(Records)
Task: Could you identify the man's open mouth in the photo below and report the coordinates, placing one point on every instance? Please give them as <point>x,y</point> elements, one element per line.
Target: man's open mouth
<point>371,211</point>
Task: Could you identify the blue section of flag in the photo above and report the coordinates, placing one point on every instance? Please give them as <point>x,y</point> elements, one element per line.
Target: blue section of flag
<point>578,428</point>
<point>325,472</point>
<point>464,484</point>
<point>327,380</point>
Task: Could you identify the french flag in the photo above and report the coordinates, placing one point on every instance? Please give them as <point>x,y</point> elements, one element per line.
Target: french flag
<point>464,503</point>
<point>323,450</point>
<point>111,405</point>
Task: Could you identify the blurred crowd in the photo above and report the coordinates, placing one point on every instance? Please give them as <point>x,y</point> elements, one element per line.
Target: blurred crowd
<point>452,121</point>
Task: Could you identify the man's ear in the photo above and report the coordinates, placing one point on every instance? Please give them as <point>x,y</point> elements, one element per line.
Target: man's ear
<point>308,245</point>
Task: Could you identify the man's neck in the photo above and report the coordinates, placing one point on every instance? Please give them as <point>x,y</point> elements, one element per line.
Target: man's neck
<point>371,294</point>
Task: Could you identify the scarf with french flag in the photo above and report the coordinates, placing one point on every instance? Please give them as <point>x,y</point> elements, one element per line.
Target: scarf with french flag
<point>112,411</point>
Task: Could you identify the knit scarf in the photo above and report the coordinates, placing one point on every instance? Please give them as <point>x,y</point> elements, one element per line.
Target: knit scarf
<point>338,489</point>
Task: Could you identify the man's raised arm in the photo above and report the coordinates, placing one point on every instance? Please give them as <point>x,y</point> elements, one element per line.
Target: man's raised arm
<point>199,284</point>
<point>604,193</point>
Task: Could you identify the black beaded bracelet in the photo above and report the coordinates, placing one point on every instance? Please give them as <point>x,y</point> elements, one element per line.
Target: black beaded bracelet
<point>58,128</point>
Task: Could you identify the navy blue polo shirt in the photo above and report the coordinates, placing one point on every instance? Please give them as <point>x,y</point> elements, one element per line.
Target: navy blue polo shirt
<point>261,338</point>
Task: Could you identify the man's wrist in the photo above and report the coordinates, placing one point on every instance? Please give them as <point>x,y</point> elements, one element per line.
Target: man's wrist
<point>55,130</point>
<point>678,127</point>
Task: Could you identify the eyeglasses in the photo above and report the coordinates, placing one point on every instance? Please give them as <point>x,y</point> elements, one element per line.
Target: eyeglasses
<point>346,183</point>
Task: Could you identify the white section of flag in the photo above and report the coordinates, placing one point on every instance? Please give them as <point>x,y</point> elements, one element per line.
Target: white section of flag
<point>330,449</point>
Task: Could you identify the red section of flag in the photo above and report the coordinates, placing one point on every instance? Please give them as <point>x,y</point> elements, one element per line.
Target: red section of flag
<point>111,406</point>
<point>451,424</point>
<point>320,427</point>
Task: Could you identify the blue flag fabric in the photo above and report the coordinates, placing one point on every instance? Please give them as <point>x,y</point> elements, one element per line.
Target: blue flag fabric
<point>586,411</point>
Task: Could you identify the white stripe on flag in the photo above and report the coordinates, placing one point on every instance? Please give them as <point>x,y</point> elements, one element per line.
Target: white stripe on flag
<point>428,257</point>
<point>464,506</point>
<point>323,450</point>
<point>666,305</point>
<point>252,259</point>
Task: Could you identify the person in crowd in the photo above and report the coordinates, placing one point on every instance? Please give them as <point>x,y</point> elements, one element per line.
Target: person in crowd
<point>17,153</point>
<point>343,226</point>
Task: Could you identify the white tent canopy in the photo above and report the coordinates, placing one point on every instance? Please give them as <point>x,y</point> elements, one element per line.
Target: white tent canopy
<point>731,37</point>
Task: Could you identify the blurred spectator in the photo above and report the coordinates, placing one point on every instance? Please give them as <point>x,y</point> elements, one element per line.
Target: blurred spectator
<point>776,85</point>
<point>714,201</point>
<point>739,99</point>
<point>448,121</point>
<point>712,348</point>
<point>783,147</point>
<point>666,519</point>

→ Prompt
Put all the records above into a two-column CSV with the header input,output, one row per record. Place each record's text under input and its answer under output, with each value in a single quoted field and line breaks replaced by spaces.

→ Result for this exercise
input,output
"Task: Could you identify the man's open mouth in the photo below and report the coordinates, placing one point on every instance? Please give them as <point>x,y</point> elements, one element per line. Target: man's open mouth","<point>371,211</point>"
"Task: Could you identify the blue section of flag in the photo above and report the coordinates, placing one point on every instance? Please give them as <point>x,y</point> elements, one element per line. Target: blue section of flag","<point>578,428</point> <point>325,472</point> <point>464,484</point> <point>327,380</point>"
"Task: Could you identify the french flag in the photo above and report the coordinates, placing one point on every instance? Please give them as <point>x,y</point> elements, one element per line. Target: french flag","<point>464,503</point> <point>323,450</point> <point>111,405</point>"
"Task: Could you identify the blurred crowd in the photo above and report the coordinates, placing one point on every instance? Please give them as <point>x,y</point> elements, one element per line. Target: blurred crowd","<point>452,121</point>"
"Task: Could you identify the man's ear in the photo above and report the coordinates, placing one point on every instance? Please give them as <point>x,y</point> elements, one element per line. Target: man's ear","<point>308,245</point>"
"Task: Could you identify the man's neck in the photo above and report the coordinates, placing one point on every instance? Please give them as <point>x,y</point> elements, one element per line. Target: man's neck","<point>371,294</point>"
"Task: Could you identify the scarf with french flag in the photo above and report the coordinates, placing one point on every instance? Please give them as <point>x,y</point> elements, one element per line. Target: scarf with french flag","<point>112,411</point>"
"Task: Could you identify the knit scarf in the photo above and report the coordinates, placing one point on every instance? Please give them as <point>x,y</point> elements, one element per line. Target: knit scarf","<point>338,489</point>"
"Task: Could you identify the man's raised arm in the photo above and report the coordinates, placing one point on every instance? Please give them as <point>x,y</point> elements, one element per line. Target: man's raised arm","<point>199,284</point> <point>604,193</point>"
"Task: Could you identify the black beaded bracelet in the photo above and report the coordinates, placing one point on every instance? Please give them as <point>x,y</point> elements, one element per line. Target: black beaded bracelet","<point>58,128</point>"
"Task: Could you identify the navy blue polo shirt in the photo above and report the coordinates, placing one point on every instance? Please give them as <point>x,y</point> elements, one element per line. Target: navy blue polo shirt","<point>261,338</point>"
"Task: Could you identify the man's wrist in the photo above and report the coordinates, placing one point on every instance? Please give them as <point>x,y</point> elements, one element per line. Target: man's wrist","<point>55,130</point> <point>678,127</point>"
"Task: Could you identify the eyeglasses in the photo above and report the coordinates, placing one point on every instance? Please give them as <point>x,y</point> elements, one element per line. Target: eyeglasses","<point>346,183</point>"
"Task: Could you identify the white section of flag in the photo above and report the coordinates, placing one point on every instance? Please give them as <point>x,y</point> elements, one element per line. Target: white section of flag","<point>330,449</point>"
"Task: Could you identify the red section of flag in the photo above and report the coordinates, placing one point on every instance? Please give them as <point>x,y</point> elements, one element per line. Target: red section of flag","<point>111,406</point> <point>451,424</point> <point>320,427</point>"
"Task: Could you identify the blue flag fabric in the photo above and report the coordinates, placing one point on every instance? Please give them as <point>x,y</point> elements, one element per line. Target: blue flag fabric","<point>586,411</point>"
"Task: Could you identify the white stripe on flag in the photo above and report the coordinates, placing one point on every instance? Please give them as <point>x,y</point> elements, one element per line. Target: white stripe on flag","<point>428,257</point> <point>464,506</point> <point>323,450</point> <point>666,305</point> <point>252,259</point>"
"Task: Could you identify the person in crowd in the photo above and report the coordinates, placing one point on every instance? Please give them as <point>x,y</point> elements, one element per line. Target: person in crowd","<point>17,153</point> <point>343,226</point>"
"Task: Could you identify the white tent canopy in the photo above and report the coordinates, placing one point on every instance? Please give them as <point>x,y</point> elements, one element per line. Target: white tent canopy","<point>731,37</point>"
"Task: Could you identify the blurred spectator in the photo above and report the coordinates, placing one point on every instance? Please give them as <point>x,y</point> elements, one element per line. Target: blurred spectator","<point>776,85</point> <point>714,201</point> <point>739,99</point> <point>448,121</point> <point>712,348</point> <point>783,147</point> <point>666,519</point>"